──────── TEXTO APRESENTADO ────────
643-MEMÓRIAS PARA UM "BUSH PILOT" - MEMÓRIA OITAVA: A PISTA DO ZINAVE


Fotografia do Blogue “Fauna Bravia, Caça e Caçadores de Moçambique” de Celestino Gonçalves ex-fiscal de caça de Moçambique. Poderemos ver o caçador guia Amadeu Peixe (ao meio), com o caçador de arco e flecha Fred Bear (direita) , junto do elefante abatido pelo famoso archeiro americano.

MEMÓRIA OITAVA: A PISTA DO ZINAVE

Se bem se recordam, ao terminar a Memória Sétima prometi que vos iria falar na Memória Oitava de um acontecimento insólito ligado à pista do Zinave.
Tudo começou quando um célebre caçador de arco e flecha americano, Fred Bear, se deslocou à Beira para efectuar um safari na coutada de caça do Zinave.
Mas, para vos falar do Zinave, terei de me referir obrigatoriamente aos safaris da Moçambique Safarilândia, uma reputada empresa do turismo cinegético, que explorava entre várias, a concessão da coutada oficial nº 5 e a do Parque Nacional do Zinave, junto das margens do rio Save.
A criação de concessões de exploração de coutadas de caça, surgiu com o conceito de uma nova de política de conservação e exploração da fauna selvagem em Moçambique, por volta dos finais da década de cinquenta, contrariando o tipo de caça até então praticado, conhecido pela “caça utilitária”, que levou à completa extinção da fauna dos grandes antílopes. Na verdade esta caça visava exclusivamente a comercialização dos troféus dos animais abatidos, como as peles que decoravam muitos palacetes nos continentes americanos e europeu, onde eram também expostos troféus das cabeças embalsamadas de pacíficos gigantes africanos, exibindo admiráveis armaduras ou enormes pontas de marfim.
A par desta obsessiva investida aos troféus de caça, a devastação da fauna de animais selvagens era ainda ampliada pelas maciças caçadas de manadas de búfalos e elefantes, com o propósito de comercializar a carne dos animais abatidos que era vendida para as grandes companhias açucareiras da região. Esta caça indiscriminadamente praticada levou ao desaparecimento de muitos milhares de búfalos e elefantes dos vastos “tandos” de Marromeu, cujas toneladas de carne serviram para sustentar, a um baixo preço, as necessidades alimentares dos trabalhadores daquelas explorações agrícolas.
──────── LINHAS DE DADOS ────────
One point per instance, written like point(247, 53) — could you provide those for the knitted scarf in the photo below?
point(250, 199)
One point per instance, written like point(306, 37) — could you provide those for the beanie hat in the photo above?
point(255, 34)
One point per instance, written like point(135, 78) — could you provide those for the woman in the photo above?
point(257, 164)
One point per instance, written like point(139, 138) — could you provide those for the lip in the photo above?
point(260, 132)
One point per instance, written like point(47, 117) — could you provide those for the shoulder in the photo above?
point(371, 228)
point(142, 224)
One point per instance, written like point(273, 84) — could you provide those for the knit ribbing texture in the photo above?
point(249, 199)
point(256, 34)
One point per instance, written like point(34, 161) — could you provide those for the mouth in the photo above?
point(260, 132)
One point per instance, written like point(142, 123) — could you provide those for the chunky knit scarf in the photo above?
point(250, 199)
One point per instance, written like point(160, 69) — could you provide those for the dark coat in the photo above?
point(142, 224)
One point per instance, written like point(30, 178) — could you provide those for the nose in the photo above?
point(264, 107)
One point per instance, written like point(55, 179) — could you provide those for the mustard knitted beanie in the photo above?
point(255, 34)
────────
──────── LINHAS DE DADOS ────────
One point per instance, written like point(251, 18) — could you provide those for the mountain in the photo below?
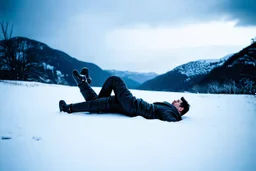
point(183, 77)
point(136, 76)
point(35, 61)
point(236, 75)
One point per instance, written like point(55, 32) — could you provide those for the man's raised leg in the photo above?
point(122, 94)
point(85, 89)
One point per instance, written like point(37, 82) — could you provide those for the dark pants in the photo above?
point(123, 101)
────────
──────── LINHAS DE DADOS ────────
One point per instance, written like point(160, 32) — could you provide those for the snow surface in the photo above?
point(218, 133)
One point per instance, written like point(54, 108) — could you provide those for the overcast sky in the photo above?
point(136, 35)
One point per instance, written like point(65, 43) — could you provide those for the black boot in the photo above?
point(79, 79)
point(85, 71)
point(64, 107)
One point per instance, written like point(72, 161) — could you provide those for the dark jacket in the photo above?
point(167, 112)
────────
→ TAREFA ESCRITA A: No texto sobre a pista do Zinave, qual empresa explorava a concessão da coutada oficial nº 5 e a do Parque Nacional do Zinave?
→ TAREFA ESCRITA B: Enumere todas as pessoas mencionadas pelo nome no texto sobre a pista do Zinave.

→ RESPOSTA ESPERADA A: A Moçambique Safarilândia.

→ RESPOSTA ESPERADA B: Celestino Gonçalves, Amadeu Peixe e Fred Bear.